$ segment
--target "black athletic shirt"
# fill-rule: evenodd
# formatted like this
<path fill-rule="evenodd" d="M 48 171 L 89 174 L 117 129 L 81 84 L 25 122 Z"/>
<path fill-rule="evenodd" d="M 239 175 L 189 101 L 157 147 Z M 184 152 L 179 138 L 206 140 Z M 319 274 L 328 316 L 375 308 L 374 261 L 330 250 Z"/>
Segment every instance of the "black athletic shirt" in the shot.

◆ TASK DIRECTIONS:
Word for word, copy out all of the data shown above.

◆ TASK ANSWER:
$ segment
--target "black athletic shirt"
# fill-rule: evenodd
# formatted like this
<path fill-rule="evenodd" d="M 48 171 L 89 174 L 117 129 L 81 84 L 25 122 Z"/>
<path fill-rule="evenodd" d="M 239 175 L 189 101 L 157 147 Z M 184 152 L 179 138 L 206 140 Z M 319 274 L 328 316 L 375 308 L 374 261 L 330 250 Z"/>
Segment every instance of the "black athletic shirt" in the shot.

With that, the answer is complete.